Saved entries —
* Begin *
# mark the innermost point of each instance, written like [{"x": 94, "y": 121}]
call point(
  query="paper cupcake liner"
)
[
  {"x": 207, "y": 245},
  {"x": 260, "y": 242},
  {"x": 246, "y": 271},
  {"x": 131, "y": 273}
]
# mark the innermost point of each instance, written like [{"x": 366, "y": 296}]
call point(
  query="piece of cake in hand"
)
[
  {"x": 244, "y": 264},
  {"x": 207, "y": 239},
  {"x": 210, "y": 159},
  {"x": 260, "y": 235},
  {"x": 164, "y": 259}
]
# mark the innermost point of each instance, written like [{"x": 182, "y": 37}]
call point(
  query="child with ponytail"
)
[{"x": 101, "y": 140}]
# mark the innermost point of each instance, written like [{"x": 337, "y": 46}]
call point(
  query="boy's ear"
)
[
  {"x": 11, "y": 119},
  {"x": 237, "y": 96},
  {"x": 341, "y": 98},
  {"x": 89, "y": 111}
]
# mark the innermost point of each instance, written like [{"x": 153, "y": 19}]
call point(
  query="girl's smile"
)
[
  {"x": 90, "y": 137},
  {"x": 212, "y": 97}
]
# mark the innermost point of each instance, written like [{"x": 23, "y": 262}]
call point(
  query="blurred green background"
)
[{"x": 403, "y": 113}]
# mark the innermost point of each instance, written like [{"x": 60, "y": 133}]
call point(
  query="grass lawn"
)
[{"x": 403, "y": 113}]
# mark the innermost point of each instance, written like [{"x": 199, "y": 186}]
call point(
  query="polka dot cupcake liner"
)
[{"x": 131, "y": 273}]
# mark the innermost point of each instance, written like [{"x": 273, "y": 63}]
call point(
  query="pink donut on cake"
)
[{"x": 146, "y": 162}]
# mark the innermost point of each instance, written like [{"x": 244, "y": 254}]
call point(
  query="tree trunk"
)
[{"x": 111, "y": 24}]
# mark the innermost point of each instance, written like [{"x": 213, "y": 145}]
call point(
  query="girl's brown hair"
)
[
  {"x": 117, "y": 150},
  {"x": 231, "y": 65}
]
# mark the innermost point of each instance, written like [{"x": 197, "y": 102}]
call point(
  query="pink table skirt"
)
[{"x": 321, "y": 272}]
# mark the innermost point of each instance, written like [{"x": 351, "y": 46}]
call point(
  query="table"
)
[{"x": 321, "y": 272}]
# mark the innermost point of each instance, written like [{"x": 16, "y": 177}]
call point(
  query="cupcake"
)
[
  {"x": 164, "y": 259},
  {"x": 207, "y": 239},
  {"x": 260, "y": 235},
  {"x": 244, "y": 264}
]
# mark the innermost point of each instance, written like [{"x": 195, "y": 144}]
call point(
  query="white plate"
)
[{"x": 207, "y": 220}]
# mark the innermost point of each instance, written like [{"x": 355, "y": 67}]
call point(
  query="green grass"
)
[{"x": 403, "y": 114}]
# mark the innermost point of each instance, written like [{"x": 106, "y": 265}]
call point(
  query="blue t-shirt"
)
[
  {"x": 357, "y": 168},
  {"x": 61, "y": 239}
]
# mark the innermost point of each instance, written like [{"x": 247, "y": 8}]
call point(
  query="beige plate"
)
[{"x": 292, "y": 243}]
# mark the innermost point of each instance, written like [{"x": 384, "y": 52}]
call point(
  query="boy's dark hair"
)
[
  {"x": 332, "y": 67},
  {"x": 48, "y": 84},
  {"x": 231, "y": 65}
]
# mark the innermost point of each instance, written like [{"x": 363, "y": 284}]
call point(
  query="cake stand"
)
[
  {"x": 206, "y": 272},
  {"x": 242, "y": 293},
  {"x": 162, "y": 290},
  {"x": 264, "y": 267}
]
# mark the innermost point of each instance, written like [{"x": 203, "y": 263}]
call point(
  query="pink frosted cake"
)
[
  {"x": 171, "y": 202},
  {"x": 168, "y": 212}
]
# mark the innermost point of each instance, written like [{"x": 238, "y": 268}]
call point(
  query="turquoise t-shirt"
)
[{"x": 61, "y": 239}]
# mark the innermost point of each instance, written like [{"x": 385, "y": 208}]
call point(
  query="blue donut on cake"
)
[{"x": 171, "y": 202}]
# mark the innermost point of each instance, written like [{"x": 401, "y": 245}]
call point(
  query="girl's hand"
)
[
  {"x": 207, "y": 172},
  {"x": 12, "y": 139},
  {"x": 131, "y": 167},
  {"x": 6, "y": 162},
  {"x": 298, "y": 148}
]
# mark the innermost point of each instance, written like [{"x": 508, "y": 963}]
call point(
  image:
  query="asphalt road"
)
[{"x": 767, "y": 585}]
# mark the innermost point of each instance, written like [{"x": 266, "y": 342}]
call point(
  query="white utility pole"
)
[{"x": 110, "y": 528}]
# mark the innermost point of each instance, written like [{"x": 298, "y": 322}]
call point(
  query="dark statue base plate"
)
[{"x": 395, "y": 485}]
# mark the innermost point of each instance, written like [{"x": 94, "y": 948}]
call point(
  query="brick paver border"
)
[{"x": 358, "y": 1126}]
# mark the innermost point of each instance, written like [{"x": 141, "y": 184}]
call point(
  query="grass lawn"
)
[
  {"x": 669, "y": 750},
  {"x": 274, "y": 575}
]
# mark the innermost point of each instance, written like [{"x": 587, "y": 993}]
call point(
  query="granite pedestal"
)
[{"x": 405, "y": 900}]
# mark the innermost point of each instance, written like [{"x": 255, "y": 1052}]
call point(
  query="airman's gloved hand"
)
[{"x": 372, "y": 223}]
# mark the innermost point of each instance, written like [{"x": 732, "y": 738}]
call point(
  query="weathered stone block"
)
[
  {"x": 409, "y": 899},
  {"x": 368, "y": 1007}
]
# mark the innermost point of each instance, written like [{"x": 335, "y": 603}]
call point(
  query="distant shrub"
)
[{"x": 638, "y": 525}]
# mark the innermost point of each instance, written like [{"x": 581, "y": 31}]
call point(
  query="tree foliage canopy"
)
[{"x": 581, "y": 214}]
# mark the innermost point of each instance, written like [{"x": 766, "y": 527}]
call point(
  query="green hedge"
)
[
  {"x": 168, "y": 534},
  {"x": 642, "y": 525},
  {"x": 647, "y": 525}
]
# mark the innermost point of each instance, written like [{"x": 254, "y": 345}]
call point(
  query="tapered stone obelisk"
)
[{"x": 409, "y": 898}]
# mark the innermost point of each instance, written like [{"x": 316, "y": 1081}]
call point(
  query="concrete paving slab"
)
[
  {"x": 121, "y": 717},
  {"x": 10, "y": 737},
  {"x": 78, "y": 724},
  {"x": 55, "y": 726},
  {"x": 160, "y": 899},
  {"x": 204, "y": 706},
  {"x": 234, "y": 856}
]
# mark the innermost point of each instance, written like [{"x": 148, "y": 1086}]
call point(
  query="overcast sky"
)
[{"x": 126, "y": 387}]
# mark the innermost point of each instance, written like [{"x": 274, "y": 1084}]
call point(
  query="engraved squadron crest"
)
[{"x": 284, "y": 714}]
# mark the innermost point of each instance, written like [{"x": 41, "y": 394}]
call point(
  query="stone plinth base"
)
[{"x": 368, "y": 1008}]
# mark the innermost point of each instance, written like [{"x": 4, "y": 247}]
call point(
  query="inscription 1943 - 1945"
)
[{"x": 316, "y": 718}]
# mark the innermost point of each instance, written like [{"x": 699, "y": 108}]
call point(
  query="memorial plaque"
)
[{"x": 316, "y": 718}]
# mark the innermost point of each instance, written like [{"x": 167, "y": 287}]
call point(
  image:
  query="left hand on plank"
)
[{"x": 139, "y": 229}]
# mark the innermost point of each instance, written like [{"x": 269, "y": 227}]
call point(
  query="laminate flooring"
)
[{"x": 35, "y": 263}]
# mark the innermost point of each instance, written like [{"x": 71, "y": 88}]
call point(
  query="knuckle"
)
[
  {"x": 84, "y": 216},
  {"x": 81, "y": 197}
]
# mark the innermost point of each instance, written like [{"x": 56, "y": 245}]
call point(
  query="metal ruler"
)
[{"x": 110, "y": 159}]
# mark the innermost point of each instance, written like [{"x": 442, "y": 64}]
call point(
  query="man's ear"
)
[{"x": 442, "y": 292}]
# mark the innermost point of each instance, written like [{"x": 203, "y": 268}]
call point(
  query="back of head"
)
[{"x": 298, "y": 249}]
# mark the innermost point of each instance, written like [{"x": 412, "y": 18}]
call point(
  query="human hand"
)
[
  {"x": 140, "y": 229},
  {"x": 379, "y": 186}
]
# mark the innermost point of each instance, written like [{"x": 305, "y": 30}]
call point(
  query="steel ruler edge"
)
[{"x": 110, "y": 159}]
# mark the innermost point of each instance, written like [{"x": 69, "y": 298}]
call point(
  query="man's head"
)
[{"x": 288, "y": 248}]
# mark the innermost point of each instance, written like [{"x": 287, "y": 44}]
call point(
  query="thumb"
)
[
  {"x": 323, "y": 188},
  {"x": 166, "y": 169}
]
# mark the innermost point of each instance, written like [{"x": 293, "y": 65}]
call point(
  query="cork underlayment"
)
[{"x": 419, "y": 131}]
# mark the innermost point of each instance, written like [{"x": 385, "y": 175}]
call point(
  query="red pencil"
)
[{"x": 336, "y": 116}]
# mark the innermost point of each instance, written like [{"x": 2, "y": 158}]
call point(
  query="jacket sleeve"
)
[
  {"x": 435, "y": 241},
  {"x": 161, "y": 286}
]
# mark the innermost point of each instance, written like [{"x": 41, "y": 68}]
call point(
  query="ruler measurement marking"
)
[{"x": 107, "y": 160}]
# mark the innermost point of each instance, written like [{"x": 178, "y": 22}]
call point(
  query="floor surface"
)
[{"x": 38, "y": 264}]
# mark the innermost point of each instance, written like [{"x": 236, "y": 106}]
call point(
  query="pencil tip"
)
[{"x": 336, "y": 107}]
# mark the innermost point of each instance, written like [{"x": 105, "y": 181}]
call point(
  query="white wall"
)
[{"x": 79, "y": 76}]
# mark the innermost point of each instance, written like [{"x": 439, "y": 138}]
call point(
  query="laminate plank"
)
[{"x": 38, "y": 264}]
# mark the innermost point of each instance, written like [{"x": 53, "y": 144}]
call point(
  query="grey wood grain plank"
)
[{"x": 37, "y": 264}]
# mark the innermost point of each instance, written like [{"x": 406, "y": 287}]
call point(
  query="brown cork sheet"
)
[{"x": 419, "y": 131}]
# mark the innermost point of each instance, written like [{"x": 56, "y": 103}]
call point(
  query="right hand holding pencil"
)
* End *
Directions for this task —
Find every line in the saved entries that contains the string "laminate" and copy each one. Match case exactly.

Answer to this task —
  query="laminate flooring"
  query="laminate plank"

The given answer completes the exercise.